Strong opposition is growing to the political asymmetry inherent in these bilateral trade and investment agreements (see stories #8, #19, and #21). As Oxfam notes, “It is in nobody’s long-term interest to have a global economy that perpetuates social, economic, and environmental injustice.”

While real progress toward achieving a development-friendly outcome in the World Trade Organization’s Doha Round is still quite elusive, the negotiation of bilateral and regional free trade agreements (FTAs) that would undermine development continues at an unabated pace.
In the United States, the new Democratic leadership in Congress recently negotiated changes in the areas of labor, environment, and intellectual property in regard to access to medicines that are to be incorporated into the completed FTAs awaiting Congressional ratification. If implemented as agreed, these changes would mean important progress in enforcing core International Labor Organization standards and multilateral environmental agreements, and in promoting public health over private profits by reducing onerous protections for pharmaceutical monopolies. Still, more must be done in these areas, and harmful provisions remain in several other areas that will adversely affect developing countries, particularly the poor.
Without further changes, the FTAs create a profoundly unfair situation in which the US provides massive domestic agricultural supports and subsidies that allow products to be exported below their cost of production, while developing country trading partners are left with no means of protection. With large portions of their populations dependent upon agriculture for their livelihoods, the FTAs provide no effective safeguard to protect poor farmers from unfair competition. In addition, investment rules in the FTAs will hinder local and national governments from directing foreign investment so that it contributes to sustainable development. The investment chapter will give foreign companies leeway to challenge investment regulations, such as laws to protect the environment and public health. These and other provisions would deny developing countries the policy space needed to further their own development.

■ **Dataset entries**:
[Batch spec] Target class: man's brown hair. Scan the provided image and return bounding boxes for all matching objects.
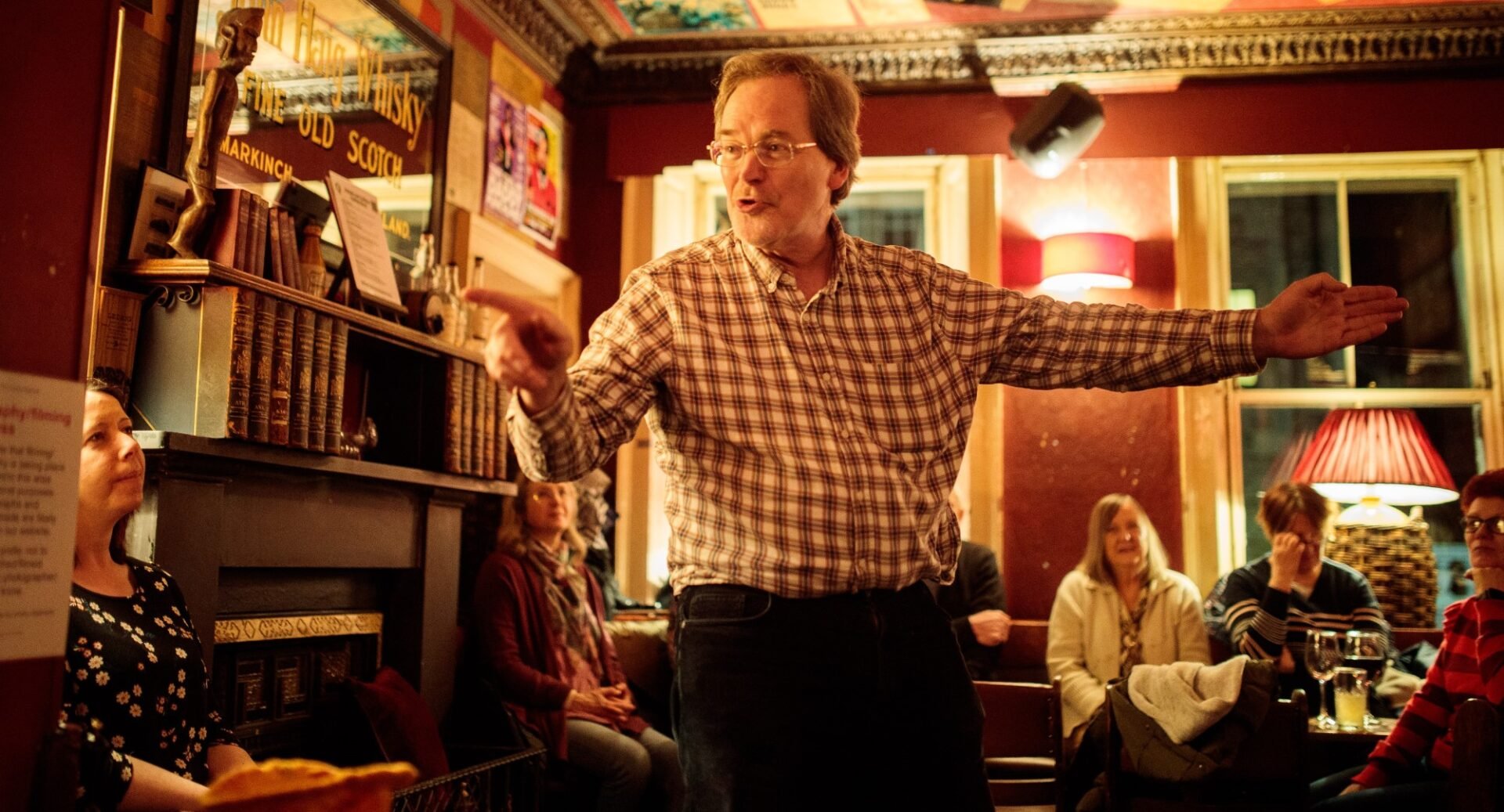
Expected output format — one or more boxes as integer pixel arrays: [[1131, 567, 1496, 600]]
[[1259, 482, 1331, 541], [716, 51, 862, 206]]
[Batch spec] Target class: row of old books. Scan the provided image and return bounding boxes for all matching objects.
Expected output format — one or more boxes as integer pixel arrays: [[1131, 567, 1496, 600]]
[[203, 189, 314, 291], [224, 286, 349, 454], [131, 284, 349, 454], [443, 358, 510, 480]]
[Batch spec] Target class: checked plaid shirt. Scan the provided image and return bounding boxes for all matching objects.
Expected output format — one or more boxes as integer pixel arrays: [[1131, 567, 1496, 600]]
[[507, 218, 1259, 597]]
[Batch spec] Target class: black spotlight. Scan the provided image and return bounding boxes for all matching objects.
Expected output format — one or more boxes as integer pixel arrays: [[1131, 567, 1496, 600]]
[[1007, 81, 1102, 178]]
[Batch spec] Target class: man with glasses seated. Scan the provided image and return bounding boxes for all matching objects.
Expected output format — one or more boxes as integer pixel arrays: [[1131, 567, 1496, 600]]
[[1310, 467, 1504, 812], [1221, 482, 1390, 698], [466, 51, 1406, 810]]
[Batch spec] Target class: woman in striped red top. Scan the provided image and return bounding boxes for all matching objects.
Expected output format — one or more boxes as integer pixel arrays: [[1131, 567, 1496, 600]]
[[1311, 467, 1504, 810]]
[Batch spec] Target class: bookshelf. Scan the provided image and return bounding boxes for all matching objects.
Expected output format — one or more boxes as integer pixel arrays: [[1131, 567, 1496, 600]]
[[110, 258, 507, 480], [108, 260, 516, 721]]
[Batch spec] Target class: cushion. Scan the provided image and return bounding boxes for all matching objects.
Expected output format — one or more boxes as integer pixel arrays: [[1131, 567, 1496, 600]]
[[350, 666, 450, 781]]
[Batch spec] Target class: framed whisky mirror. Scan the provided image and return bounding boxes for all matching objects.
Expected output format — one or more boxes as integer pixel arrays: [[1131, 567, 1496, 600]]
[[168, 0, 451, 284]]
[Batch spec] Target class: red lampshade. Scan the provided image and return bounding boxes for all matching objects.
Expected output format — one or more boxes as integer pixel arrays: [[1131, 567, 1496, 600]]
[[1290, 409, 1457, 505], [1039, 232, 1134, 291]]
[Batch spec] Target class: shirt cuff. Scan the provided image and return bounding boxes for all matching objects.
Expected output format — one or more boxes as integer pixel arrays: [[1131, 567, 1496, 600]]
[[507, 379, 574, 482], [1211, 310, 1264, 377]]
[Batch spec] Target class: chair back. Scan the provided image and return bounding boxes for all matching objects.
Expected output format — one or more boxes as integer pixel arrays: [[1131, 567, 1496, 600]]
[[1447, 699, 1504, 812], [1104, 690, 1308, 812], [974, 680, 1062, 806]]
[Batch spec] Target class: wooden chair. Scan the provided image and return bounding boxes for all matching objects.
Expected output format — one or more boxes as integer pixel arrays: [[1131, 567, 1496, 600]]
[[1447, 699, 1504, 812], [1105, 690, 1308, 812], [974, 680, 1062, 809]]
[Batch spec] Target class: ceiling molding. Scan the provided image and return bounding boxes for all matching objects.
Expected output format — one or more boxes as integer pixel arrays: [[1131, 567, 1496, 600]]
[[479, 0, 1504, 104], [976, 6, 1504, 95], [475, 0, 585, 85]]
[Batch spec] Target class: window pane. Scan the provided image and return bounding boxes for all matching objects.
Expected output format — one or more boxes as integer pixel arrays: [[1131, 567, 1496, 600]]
[[1347, 179, 1471, 388], [1227, 182, 1347, 388], [837, 189, 927, 251], [1241, 406, 1483, 623]]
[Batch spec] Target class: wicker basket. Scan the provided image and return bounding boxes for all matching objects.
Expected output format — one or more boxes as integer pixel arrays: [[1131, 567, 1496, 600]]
[[1326, 521, 1437, 629]]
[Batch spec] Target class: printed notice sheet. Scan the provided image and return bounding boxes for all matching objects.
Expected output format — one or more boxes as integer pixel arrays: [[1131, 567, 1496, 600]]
[[325, 171, 403, 309], [0, 370, 85, 662]]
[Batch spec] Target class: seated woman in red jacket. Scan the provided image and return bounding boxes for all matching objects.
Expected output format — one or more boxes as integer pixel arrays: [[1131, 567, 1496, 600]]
[[475, 480, 683, 812], [1310, 467, 1504, 812]]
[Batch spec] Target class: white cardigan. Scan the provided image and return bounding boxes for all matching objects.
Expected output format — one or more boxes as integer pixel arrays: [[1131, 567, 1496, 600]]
[[1045, 570, 1211, 735]]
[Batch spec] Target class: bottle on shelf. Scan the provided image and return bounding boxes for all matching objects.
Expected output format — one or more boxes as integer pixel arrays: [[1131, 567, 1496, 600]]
[[298, 222, 325, 296], [435, 262, 468, 348], [407, 232, 439, 291]]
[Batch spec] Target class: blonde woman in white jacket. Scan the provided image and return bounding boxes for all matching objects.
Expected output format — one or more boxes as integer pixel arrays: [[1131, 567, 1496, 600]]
[[1045, 493, 1211, 745]]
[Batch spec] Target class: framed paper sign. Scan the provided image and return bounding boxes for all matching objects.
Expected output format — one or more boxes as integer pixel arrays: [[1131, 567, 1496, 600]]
[[328, 171, 404, 310]]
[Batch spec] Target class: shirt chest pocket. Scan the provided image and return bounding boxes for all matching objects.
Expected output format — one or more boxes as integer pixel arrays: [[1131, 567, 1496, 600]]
[[847, 353, 960, 456]]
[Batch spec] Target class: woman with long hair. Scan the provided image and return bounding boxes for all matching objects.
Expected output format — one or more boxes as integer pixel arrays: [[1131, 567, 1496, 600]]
[[62, 381, 251, 810], [1045, 493, 1211, 742], [474, 478, 683, 812]]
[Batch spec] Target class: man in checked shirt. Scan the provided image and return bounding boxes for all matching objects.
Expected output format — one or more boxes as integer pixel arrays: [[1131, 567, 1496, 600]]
[[466, 51, 1406, 810]]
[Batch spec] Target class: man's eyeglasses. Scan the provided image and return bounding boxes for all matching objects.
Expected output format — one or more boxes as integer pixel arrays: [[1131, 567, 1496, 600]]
[[705, 139, 819, 168], [1462, 516, 1504, 537]]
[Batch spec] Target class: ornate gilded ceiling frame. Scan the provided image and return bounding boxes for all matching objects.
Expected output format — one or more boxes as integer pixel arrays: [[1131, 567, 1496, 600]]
[[976, 5, 1504, 95], [505, 0, 1504, 103]]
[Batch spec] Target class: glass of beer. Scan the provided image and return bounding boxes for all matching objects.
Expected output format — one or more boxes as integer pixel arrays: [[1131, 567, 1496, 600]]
[[1342, 630, 1390, 727], [1331, 666, 1368, 731]]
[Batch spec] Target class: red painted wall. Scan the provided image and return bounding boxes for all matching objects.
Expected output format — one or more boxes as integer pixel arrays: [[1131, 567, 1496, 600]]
[[606, 69, 1504, 178], [0, 0, 114, 810], [999, 158, 1182, 618]]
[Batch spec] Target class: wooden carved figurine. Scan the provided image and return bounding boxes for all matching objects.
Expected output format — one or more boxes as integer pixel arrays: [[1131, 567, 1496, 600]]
[[167, 9, 265, 258]]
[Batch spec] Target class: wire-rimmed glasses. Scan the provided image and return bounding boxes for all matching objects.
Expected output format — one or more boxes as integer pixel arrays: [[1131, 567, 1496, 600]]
[[705, 139, 819, 168], [1306, 629, 1344, 729]]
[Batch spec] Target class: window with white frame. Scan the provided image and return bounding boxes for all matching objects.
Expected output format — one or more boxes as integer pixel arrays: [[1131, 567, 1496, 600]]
[[1220, 153, 1498, 623]]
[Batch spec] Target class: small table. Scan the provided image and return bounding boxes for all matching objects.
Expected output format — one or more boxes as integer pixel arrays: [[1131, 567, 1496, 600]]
[[1307, 719, 1397, 781]]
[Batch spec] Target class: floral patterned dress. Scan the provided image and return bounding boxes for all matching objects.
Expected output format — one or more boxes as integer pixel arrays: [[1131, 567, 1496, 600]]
[[63, 558, 235, 810]]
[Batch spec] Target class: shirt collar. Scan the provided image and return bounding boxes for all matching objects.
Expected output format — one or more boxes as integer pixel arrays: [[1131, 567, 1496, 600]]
[[732, 214, 855, 294]]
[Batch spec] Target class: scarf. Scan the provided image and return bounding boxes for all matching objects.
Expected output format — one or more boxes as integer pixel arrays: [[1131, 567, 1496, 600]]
[[525, 538, 605, 687], [1118, 580, 1152, 677]]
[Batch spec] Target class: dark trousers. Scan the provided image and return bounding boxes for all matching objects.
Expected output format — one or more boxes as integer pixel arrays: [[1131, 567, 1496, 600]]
[[1307, 765, 1447, 812], [674, 583, 992, 812]]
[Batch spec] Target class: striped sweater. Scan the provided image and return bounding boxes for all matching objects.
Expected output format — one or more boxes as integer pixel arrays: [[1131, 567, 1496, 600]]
[[1224, 555, 1390, 696], [1352, 597, 1504, 786]]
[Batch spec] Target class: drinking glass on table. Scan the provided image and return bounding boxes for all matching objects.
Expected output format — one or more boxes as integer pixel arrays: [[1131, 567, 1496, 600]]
[[1342, 630, 1390, 727], [1331, 666, 1368, 731], [1306, 629, 1344, 729]]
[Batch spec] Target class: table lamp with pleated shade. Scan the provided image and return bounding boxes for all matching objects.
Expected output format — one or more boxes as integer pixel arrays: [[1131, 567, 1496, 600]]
[[1290, 409, 1457, 526]]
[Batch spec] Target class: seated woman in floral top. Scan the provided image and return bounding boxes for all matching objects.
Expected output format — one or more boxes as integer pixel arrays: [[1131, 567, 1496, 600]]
[[474, 478, 685, 812], [62, 381, 251, 810]]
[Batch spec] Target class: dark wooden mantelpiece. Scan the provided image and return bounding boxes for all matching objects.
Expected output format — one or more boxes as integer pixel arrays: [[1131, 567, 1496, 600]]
[[131, 431, 515, 717]]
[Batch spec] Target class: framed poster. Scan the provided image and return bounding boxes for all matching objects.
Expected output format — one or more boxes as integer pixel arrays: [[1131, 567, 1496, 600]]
[[522, 106, 564, 248], [481, 83, 530, 226], [168, 0, 451, 283]]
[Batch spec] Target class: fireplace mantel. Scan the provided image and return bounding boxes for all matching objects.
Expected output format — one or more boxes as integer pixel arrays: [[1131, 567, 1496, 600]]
[[129, 431, 515, 736]]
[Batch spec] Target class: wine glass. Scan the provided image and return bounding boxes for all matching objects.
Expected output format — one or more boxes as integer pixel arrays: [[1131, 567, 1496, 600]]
[[1342, 629, 1388, 727], [1306, 629, 1344, 729]]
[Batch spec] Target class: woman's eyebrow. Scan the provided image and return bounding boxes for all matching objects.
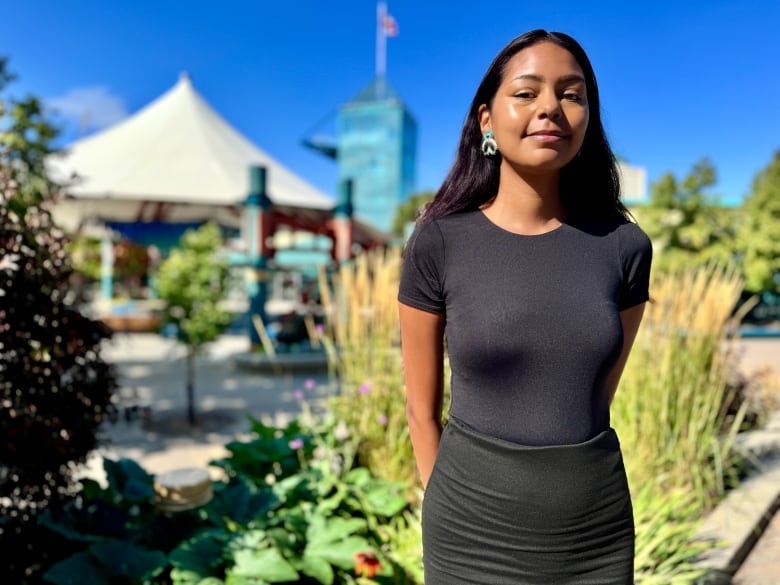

■ **Assignment**: Resume the passage on free trade agreements and development, picking up after its last sentence.

■ **Solved exercise**:
The US Administration hopes to bring FTAs with Peru, Panama, Colombia and Korea to a vote this year, although it remains doubtful whether there would be sufficient Congressional support to move the latter two. Congressional leadership is insisting that Colombia must also address its serious problems of violence and impunity, particularly as suffered by trade unionists, and has raised market-access concerns with regard to South Korea.
In a similar vein, the European Union has proceeded with FTA negotiations with African, Caribbean, and Pacific countries by pushing forward negotiating texts that will undermine the ability of poor countries to effectively govern their economies, protect their poorest people, improve livelihoods, and create new jobs. Going beyond the provisions negotiated at a multilateral level, the EU is making requests that would impose far-reaching, hard-to-reverse rules in the areas of market access, agriculture, services and intellectual property. At the same time, the EU is proceeding to open formal negotiations with Central American countries for an FTA that would impose similar rules that undermine development. A similar agreement with Andean countries is expected to follow, and plans have been announced to open negotiations with ASEAN, India, and South Korea. In all of these negotiations, the EU, like the US, is failing to put development first.